Prompt 1:
In the records below, render the stretch from the line containing "Could you please outline every instance of the <item>black" through the line containing "110), (163, 111)]" as a Markdown table with the columns Row and Line, skipping blank lines and leaving out any pictures.

***** Selection

3D Printed Miniatures – Some Initial Tests
Having followed Danny H, the 3D Printed Tabletop DM on YouTube (https://www.youtube.com/channel/UCr_uz-iWzyR1VJNlN-E1y7w) almost since he began, I thought it was about time I had another go at doing some gaming miniatures rather than my usual tabletop scenery. Following the advice in the Tabletop 3D Printing Guild Facebook pages (https://www.facebook.com/groups/892975347554507/?source_id=169821116961583), I decided to use the two free demo files from HeroForge.com as my test subjects. The female Explorer and the male Paladin.
Initially, I’m just printing them on my Creality CR-10 in PLA using the ‘Miniatures’ settings in Chris Elkin’s Simplify3D profile (available from the CR-10 Printer User Group on Facebook). Later, I’ll try them on my other machines, and again on the CR-10 but using a Cura profile (which will be new to me) on the CR-10 and the soon-to-arrive Creality Ender 3.
First up is the female Explorer figure. After loading the file into Simplify3D, placing it base down on the build plate and adjusting the auto-support setting down from 4.5mm to 1.5mm, I added a couple of extra supports that the auto settings had missed. I find that it’s always a good idea to give it an all-around once over eyeball first before committing it to slice since S3D can be lazy at times when it comes to placing supports. I saved the .gcode off to a micro-SD card after slicing the file - S3D claimed it would take 1 hour 28 minutes to print.
BTW, it lied.
After setting the print away on the CR-10, two hours 3 minutes later I was presented with this.
Buried amongst that mass of plastic there is (hopefully) an acceptable mini.
Taking it off the print bed and over to the work area, I examine the results in closer detail. Nothing seems wonky or broken. We shall see once I begin to cut away the support material.
And here she is.
That pile of shredded junk next to her is the removed support material. It took about five minutes to free her up, making sure not to either (a) be too heavy-handed and apply too much pressure in the wrong place, and (b) be too snip-happy with the side cutters and trim away anything that wasn’t actually meant to be cut off!

**********

Prompt 2:
Retype the stretch of the 3D printing post above from "Buried amongst that" through "the support material.".

***** Raw data

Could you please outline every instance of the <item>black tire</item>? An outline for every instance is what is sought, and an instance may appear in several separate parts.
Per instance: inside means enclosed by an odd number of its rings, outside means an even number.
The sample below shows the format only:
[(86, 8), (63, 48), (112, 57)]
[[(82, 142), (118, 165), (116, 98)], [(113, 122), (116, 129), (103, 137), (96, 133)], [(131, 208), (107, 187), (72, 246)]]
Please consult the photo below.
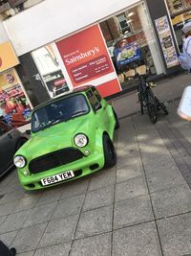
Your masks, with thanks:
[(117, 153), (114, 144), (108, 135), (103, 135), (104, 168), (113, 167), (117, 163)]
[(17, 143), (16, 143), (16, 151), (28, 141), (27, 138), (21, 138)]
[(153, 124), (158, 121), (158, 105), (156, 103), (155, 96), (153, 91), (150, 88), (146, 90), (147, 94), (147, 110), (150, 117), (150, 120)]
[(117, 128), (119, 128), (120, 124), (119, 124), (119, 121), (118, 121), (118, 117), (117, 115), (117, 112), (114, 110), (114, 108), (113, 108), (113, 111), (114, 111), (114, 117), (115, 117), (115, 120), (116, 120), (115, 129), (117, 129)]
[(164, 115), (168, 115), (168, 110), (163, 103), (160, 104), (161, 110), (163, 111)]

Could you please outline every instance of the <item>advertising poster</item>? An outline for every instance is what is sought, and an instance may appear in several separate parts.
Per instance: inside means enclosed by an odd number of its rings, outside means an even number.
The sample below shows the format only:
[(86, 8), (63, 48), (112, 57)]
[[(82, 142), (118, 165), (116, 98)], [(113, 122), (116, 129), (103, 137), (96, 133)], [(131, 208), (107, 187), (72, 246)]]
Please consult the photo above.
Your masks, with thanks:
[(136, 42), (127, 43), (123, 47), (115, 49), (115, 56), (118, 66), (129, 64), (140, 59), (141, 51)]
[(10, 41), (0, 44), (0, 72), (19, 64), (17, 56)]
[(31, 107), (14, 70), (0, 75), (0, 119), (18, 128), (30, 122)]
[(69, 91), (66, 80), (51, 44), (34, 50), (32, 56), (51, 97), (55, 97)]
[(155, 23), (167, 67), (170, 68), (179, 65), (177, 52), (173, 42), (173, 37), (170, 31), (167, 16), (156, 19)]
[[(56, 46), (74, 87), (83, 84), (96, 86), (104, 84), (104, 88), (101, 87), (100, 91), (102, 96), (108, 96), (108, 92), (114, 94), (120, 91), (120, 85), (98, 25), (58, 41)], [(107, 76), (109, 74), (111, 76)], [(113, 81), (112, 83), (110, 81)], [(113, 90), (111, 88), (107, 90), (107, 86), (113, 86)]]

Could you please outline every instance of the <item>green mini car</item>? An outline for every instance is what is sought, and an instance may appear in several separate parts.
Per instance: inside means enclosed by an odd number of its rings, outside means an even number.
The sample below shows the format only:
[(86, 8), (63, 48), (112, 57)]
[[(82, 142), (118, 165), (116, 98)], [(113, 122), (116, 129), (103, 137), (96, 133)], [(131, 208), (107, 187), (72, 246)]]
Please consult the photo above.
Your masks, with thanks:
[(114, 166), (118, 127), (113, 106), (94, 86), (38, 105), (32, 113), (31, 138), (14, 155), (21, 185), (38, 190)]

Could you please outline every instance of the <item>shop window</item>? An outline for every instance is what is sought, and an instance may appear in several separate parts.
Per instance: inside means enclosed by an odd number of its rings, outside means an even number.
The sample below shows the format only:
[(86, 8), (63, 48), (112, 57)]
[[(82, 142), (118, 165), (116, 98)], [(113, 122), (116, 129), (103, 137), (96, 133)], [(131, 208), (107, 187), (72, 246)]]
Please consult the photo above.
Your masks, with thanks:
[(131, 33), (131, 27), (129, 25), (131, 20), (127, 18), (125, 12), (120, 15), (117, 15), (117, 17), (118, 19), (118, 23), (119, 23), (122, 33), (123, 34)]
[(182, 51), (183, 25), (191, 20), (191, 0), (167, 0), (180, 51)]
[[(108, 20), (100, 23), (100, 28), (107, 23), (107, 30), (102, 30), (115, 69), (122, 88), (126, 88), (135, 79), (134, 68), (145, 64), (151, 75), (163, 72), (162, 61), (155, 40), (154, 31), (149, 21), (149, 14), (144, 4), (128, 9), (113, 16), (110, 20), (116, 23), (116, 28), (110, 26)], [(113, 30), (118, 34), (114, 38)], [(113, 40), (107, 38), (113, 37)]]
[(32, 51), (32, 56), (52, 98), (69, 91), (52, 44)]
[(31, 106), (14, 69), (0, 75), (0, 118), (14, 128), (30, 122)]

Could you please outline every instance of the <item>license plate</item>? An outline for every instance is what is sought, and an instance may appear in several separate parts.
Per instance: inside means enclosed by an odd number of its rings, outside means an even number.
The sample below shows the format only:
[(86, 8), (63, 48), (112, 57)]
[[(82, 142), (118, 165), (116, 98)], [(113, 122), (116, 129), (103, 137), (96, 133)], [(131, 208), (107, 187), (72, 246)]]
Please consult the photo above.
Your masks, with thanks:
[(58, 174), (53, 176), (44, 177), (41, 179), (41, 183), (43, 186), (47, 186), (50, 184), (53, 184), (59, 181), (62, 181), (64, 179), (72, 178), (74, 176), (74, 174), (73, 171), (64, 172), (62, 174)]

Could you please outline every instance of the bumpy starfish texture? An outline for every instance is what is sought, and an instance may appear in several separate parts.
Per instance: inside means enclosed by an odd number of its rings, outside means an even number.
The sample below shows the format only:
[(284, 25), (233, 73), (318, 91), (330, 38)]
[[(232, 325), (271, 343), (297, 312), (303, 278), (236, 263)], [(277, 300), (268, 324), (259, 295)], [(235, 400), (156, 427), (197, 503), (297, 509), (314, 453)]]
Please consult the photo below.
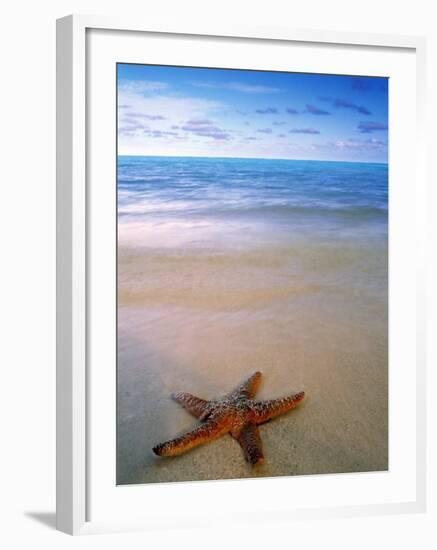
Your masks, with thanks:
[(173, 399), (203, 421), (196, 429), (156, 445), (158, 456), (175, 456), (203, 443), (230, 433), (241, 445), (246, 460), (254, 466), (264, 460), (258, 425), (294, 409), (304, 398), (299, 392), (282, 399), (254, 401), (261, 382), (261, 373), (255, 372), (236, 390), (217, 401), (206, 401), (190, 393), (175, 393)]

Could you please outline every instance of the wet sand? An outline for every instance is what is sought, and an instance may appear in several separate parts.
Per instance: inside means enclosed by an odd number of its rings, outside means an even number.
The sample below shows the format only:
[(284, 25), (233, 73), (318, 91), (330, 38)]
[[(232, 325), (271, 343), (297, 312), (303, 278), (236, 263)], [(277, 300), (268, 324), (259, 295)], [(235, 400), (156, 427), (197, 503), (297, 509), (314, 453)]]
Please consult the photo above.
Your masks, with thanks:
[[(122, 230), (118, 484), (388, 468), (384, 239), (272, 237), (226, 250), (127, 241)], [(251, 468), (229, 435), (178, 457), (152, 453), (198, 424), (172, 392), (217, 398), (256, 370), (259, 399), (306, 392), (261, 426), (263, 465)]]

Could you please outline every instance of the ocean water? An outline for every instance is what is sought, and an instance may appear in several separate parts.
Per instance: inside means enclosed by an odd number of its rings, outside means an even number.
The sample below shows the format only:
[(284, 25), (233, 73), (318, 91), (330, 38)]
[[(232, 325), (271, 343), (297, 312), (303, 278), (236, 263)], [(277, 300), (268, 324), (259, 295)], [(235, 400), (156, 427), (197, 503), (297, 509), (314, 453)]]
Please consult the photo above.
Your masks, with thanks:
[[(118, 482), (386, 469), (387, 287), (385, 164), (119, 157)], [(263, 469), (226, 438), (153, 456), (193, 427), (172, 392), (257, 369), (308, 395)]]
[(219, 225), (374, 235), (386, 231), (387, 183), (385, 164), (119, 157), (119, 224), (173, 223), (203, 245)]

**********
***** Raw data

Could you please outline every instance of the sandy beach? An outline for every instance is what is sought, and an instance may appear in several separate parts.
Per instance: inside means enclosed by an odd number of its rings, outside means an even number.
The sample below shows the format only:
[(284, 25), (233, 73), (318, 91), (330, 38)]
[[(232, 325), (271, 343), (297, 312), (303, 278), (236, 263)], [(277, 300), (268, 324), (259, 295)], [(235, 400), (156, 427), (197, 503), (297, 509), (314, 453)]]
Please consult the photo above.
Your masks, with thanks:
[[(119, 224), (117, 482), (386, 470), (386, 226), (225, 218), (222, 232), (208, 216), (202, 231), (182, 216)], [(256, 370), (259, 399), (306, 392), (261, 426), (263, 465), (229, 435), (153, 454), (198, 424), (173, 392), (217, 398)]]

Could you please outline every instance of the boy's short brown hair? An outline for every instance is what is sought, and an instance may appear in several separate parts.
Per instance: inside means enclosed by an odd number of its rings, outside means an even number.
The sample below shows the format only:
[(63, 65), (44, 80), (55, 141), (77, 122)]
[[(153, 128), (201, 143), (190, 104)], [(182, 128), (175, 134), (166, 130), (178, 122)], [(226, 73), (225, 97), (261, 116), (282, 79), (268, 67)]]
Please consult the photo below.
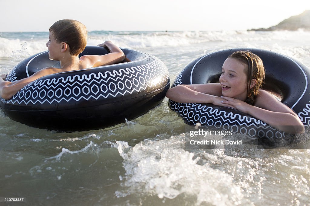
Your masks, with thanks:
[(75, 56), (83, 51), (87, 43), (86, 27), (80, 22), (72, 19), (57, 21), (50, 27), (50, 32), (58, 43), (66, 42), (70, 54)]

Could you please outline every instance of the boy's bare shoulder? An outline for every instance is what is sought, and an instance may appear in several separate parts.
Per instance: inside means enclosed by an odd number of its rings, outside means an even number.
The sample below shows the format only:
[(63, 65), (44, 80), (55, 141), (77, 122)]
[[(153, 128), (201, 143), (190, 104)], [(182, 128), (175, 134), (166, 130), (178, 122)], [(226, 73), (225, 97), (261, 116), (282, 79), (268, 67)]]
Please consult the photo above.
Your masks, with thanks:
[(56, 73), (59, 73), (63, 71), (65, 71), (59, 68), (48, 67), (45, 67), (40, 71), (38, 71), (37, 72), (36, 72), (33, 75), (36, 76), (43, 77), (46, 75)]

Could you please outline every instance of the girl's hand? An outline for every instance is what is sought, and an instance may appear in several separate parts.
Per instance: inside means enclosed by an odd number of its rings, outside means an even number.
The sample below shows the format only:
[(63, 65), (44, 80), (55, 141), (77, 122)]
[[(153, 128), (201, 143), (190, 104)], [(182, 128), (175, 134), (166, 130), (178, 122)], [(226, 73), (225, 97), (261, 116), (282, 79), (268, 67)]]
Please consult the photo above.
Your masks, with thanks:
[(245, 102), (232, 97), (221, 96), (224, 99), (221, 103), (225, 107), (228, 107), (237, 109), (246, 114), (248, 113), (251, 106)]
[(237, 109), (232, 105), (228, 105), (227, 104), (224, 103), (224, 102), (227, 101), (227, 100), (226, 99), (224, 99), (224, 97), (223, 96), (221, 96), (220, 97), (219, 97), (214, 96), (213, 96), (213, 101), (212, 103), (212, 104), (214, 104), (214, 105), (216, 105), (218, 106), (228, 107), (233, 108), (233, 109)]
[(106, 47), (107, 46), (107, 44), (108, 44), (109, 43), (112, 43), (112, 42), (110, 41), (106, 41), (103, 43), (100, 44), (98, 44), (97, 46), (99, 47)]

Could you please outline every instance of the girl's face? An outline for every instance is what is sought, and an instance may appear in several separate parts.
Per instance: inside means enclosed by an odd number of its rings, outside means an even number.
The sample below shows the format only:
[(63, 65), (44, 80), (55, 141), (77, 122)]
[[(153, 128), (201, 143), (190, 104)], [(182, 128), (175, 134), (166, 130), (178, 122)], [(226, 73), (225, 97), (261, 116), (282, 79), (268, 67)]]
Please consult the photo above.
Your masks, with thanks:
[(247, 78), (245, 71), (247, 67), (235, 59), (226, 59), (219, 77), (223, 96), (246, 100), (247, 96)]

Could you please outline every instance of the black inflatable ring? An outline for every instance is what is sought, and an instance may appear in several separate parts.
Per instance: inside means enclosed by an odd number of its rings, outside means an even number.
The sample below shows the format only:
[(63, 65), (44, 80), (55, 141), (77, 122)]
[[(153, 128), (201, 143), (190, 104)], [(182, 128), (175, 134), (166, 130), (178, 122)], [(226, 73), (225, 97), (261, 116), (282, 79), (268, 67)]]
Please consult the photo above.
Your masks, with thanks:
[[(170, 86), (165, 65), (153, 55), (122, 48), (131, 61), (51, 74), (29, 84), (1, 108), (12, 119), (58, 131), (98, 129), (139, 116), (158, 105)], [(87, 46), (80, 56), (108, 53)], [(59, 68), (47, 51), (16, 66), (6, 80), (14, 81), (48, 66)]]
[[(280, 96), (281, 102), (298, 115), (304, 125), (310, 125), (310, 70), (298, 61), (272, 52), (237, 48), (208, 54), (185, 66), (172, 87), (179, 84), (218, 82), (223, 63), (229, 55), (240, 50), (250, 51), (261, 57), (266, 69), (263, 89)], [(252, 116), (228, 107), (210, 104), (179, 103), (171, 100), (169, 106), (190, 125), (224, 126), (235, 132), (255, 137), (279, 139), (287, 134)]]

**********
***** Raw data

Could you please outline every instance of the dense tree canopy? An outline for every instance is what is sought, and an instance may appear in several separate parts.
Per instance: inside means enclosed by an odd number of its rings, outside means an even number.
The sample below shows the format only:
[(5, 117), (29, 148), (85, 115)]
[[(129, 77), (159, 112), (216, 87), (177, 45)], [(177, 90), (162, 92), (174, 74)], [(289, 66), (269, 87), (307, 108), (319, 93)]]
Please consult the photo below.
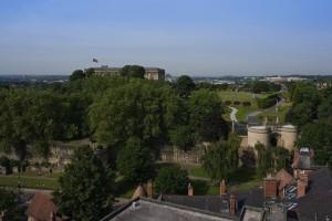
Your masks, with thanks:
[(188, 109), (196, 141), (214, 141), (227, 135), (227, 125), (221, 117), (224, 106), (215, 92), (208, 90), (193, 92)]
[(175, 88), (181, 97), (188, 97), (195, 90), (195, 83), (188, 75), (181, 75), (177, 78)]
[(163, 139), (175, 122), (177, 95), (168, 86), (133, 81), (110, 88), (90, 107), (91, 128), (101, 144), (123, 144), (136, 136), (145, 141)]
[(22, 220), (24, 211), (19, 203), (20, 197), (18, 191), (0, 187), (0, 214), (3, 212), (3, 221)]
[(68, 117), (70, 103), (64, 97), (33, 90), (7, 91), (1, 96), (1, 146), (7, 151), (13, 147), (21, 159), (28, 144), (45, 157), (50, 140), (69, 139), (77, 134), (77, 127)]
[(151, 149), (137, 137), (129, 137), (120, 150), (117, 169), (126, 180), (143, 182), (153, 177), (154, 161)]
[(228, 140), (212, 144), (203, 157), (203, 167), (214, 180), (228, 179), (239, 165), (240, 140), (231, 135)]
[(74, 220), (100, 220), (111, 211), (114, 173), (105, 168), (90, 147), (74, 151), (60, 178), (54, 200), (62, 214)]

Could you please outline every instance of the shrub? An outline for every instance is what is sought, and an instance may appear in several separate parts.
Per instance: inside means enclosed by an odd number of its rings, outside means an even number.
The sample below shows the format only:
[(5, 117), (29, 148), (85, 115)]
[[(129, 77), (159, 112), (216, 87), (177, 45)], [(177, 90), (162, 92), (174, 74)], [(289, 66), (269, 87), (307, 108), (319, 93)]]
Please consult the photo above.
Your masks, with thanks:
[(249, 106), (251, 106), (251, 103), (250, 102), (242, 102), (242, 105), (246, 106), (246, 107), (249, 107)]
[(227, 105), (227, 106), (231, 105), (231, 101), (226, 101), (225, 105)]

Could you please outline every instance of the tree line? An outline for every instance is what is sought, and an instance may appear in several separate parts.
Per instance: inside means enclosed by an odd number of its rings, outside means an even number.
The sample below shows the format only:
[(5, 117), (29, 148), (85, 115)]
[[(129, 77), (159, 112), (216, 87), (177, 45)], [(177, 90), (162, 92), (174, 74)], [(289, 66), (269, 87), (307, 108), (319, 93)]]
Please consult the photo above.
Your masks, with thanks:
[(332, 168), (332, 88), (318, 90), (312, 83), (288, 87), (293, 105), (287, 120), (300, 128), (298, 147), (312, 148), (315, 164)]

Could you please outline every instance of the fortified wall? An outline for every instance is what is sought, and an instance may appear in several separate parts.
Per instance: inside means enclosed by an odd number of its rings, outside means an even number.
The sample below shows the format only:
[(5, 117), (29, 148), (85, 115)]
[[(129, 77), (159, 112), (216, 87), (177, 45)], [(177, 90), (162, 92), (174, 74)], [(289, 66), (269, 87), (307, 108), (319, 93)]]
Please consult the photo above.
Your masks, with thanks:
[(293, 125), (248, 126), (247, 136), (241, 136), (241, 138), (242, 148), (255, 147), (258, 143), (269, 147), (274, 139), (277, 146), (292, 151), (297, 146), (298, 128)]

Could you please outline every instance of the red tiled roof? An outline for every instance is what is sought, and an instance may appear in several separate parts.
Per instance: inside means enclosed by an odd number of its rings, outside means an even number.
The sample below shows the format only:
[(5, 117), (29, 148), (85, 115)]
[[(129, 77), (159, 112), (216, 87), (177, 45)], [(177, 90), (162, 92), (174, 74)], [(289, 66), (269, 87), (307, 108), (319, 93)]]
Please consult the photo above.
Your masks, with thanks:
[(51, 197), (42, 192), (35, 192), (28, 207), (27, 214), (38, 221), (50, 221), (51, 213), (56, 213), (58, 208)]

**********

Correct answer 1:
| Row | Line |
|---|---|
| 1 | Could you please outline every instance of the <item>black tire</item>? An outline for every instance is what is sought, and an instance may appear in several separate parts. |
| 2 | Per instance: inside means enclosed by an odd number of its rings, outside means an even number. |
| 3 | The sample below shows the format only: |
| 4 | [(86, 8), (63, 48), (112, 57)] |
| 5 | [[(82, 142), (118, 165), (116, 98)], [(113, 122), (116, 129), (103, 137), (96, 133)], [(131, 208), (107, 187), (72, 246)]] |
| 6 | Please consult the photo below. |
| 7 | Your masks, with thanks: |
| 8 | [(117, 153), (114, 144), (108, 135), (103, 135), (104, 168), (113, 167), (117, 163)] |
| 9 | [(17, 143), (16, 143), (16, 151), (28, 141), (27, 138), (21, 138)] |
| 10 | [(153, 124), (158, 121), (158, 105), (156, 103), (155, 96), (153, 91), (150, 88), (146, 90), (147, 94), (147, 110), (150, 117), (150, 120)] |
| 11 | [(117, 128), (119, 128), (120, 124), (119, 124), (119, 121), (118, 121), (118, 117), (117, 115), (117, 112), (114, 110), (114, 108), (113, 108), (113, 111), (114, 111), (114, 117), (115, 117), (115, 120), (116, 120), (115, 129), (117, 129)] |
| 12 | [(164, 115), (168, 115), (168, 110), (163, 103), (160, 104), (161, 110), (163, 111)] |

Correct answer 2:
Buried amongst that mass of plastic there is (hopefully) an acceptable mini.
Taking it off the print bed and over to the work area, I examine the results in closer detail. Nothing seems wonky or broken. We shall see once I begin to cut away the support material.